● **Task objective**:
After finding the line containing "Target: man in swim shorts" below, please output that line and each following one through the line containing "Target: floodlight mast", exactly as written.

● **Supplied material**:
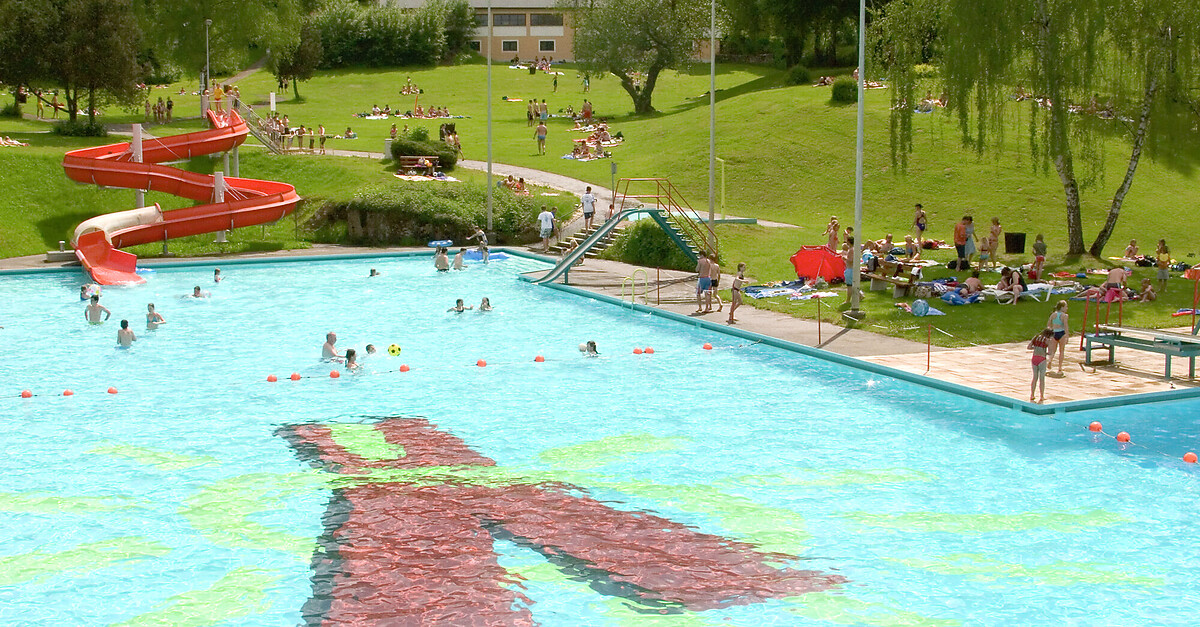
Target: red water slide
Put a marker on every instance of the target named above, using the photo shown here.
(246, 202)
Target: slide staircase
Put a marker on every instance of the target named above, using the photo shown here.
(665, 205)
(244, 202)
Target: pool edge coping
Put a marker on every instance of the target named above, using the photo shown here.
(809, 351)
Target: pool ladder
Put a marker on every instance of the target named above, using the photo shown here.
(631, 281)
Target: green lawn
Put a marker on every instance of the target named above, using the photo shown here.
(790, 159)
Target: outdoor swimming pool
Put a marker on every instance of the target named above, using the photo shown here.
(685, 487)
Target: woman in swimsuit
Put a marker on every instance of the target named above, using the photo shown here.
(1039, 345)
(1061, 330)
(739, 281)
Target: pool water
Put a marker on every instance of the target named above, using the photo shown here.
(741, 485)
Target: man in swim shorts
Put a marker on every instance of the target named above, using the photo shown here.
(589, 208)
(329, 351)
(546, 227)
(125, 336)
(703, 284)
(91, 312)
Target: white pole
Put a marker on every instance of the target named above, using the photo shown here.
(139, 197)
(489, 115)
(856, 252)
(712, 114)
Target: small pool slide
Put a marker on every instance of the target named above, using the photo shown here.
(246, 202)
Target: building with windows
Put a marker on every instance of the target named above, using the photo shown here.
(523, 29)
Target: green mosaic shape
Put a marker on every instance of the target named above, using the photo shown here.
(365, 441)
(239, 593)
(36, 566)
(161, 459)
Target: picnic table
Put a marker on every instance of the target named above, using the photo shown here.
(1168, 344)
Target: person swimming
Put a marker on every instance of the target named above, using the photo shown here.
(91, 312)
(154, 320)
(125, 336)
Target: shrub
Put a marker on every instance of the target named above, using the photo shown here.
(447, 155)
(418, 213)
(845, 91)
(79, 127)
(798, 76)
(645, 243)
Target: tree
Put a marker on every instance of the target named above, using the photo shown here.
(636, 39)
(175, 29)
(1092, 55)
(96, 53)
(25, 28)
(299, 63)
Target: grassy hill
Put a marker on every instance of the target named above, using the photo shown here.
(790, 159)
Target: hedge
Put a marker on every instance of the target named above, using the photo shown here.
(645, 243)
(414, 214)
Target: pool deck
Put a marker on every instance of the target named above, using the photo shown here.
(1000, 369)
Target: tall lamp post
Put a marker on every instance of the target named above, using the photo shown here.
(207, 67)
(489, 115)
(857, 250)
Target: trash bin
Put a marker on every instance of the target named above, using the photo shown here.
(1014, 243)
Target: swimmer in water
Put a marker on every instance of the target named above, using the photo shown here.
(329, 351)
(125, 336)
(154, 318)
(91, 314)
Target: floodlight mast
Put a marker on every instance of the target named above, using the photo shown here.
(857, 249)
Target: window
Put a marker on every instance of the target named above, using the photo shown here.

● **Response box**:
Target: man in swim shorts
Put a marker on every instance of the target named above, using the photo shown here.
(589, 208)
(329, 351)
(546, 227)
(125, 336)
(703, 284)
(91, 312)
Target: white pole
Put a marker on every instance of the target named above, using the photo shown here.
(139, 197)
(489, 115)
(856, 252)
(712, 114)
Target: small pool slide
Put a marker on every instance of the target named above, using the photo shown here.
(246, 202)
Target: building with windows
Put a marker on every instance of the target named above, using the photo shown here.
(523, 29)
Target: green mosaic shape
Put a marker on every instance of the target named above, using the photo shown here.
(365, 441)
(239, 593)
(36, 566)
(161, 459)
Target: picnic table
Put a marker on every instance of the target named above, using the photo shown here.
(1168, 344)
Target: person swimming
Put a marker on every instance of the target named above, using the photo shown here.
(91, 312)
(154, 320)
(125, 336)
Target: shrub
Put a marker on every instance of the target named above, using the photo shown here.
(447, 155)
(418, 213)
(845, 91)
(79, 127)
(798, 76)
(645, 243)
Target: tree
Put a marker on every instance of the target named above, using the photo shown here.
(636, 39)
(175, 29)
(1092, 55)
(96, 53)
(25, 28)
(299, 63)
Target: grassy hill
Put a marker on every instance of the target named above, using the photo shown here.
(790, 159)
Target: hedge
Put a marker on every instance of the target named above, using the photo shown here.
(645, 243)
(414, 214)
Target: pool deck
Put a marker on every instance of the target named above, using the photo shown here.
(1000, 369)
Target: tall lamp post
Put a marker on every instance of the target named above, using the photo shown here.
(207, 67)
(489, 115)
(857, 250)
Target: trash bin
Put a marker on every instance of the target named above, using the photo shown here.
(1014, 243)
Target: swimmer in water
Put a marker on every instance of the target named above, using the photo shown here.
(329, 351)
(125, 336)
(154, 318)
(91, 314)
Target: floodlight mast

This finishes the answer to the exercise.